→ GIVEN PROBLEM
Please copy out all of the entries below, swapping "put one dot on every instance" for "mark each occurrence with a single point" wherever it appears and leaving everything else unchanged. Omit the pictures from your copy.
+ + + + +
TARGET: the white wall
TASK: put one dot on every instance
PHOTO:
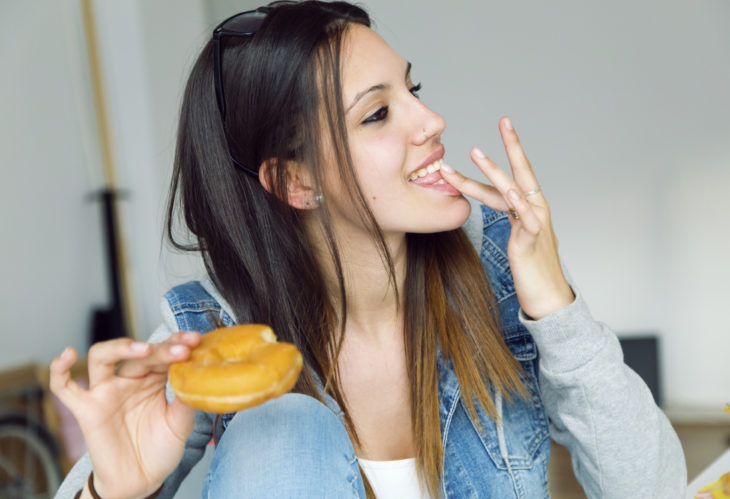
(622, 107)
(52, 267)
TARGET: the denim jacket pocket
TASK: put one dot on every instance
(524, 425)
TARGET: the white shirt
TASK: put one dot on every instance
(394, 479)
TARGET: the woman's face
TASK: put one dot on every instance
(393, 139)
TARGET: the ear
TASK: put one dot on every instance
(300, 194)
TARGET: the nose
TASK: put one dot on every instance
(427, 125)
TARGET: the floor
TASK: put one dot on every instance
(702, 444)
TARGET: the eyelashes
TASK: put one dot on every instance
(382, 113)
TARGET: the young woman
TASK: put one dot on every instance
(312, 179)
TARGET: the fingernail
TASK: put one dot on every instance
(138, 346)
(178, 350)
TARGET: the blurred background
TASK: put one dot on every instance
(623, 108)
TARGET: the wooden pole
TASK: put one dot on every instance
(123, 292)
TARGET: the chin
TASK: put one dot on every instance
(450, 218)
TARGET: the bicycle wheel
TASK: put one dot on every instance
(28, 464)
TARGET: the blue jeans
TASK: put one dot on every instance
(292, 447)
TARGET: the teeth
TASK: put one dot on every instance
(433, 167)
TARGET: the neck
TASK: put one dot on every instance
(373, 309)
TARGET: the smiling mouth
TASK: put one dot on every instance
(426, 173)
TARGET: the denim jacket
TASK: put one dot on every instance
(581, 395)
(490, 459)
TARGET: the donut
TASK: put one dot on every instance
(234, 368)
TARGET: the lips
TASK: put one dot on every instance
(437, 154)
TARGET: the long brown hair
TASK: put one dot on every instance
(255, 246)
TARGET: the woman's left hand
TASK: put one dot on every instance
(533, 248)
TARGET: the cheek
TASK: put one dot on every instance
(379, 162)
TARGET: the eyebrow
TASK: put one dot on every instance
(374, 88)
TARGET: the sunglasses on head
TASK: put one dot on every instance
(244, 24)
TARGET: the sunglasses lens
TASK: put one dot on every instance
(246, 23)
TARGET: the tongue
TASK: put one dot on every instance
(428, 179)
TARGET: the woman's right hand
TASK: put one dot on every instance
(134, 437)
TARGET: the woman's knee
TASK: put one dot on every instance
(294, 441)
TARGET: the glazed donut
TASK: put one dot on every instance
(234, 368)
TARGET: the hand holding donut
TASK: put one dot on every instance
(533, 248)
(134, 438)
+ + + + +
→ RESPONSE TO THE EXERCISE
TARGET: the white wall
TASK: mark each occurrence with a single point
PHOTO:
(622, 107)
(52, 267)
TARGET: the denim jacket pocket
TASK: mark each occurrence with a single point
(524, 425)
TARGET: the white shirt
TASK: mark each occurrence with a single point
(394, 479)
TARGET: the woman's face
TASK: mark each occurrence with a single point
(393, 139)
TARGET: the ear
TASK: mark each occurrence with a single point
(300, 194)
TARGET: the nose
TASK: mark each occurrence with a single point
(427, 125)
TARGET: the floor
TASK: mark each occurrence with a single point
(702, 444)
TARGET: the eyelashes
TASK: mark each occurrence with a single point
(382, 113)
TARGET: the young woman
TASK: mark each occurrence with a single point
(312, 179)
TARGET: the fingernail
TASK: mark each occurrence with a single point
(138, 346)
(178, 350)
TARGET: the blurred background
TASK: mark each occurrence with a single point
(623, 108)
TARGET: the wooden pole
TASK: mark each occurrence with a single point
(123, 292)
TARGET: the chin
TASK: mark each occurrence with a single point
(450, 218)
TARGET: the bicycle wheel
TASK: mark each occurrence with a single point
(28, 464)
TARGET: the blue jeans
TASK: mark each occurrence with a single point
(292, 447)
TARGET: the teeth
TASK: mark each occurrence with a single point
(433, 167)
TARGET: the neck
TASK: mark each occurrence with a single point
(373, 309)
TARGET: the smiling mouth
TASK: mark each occurrence with a single point
(426, 173)
TARGET: the denim jacket
TASK: mark each occurrence with a single point
(581, 395)
(490, 459)
TARGET: the donut
TASK: mark each occurrence with a single point
(234, 368)
TARGET: the lips
TASK: mark each occurrence with a single point
(437, 154)
TARGET: the long brown hair
TASK: mark each occurrence with a single point
(255, 246)
TARGET: the woman's left hand
TASK: mark each occurrence with a single point
(533, 248)
TARGET: the cheek
TASK: mark each occurrence with a single point
(379, 162)
TARGET: the eyebrow
TASK: mark each occurrence with a single point
(374, 88)
TARGET: the sunglasses on head
TASK: mark each occurrence with a single point
(244, 24)
TARGET: the sunglasses lens
TASK: mark each occurrence with a single point
(246, 23)
TARGET: the tongue
TASK: mark each occurrence with a single point
(428, 179)
TARGET: the woman's right hand
TASK: mark each occurrence with a single point
(134, 437)
TARGET: the woman's knee
TASK: mark each occurrence with a single point
(294, 441)
TARGET: the glazed donut
TASK: mark each occurrence with a single point
(234, 368)
TARGET: the hand holding donut
TASK: mark each occurrence with a single point
(533, 248)
(134, 438)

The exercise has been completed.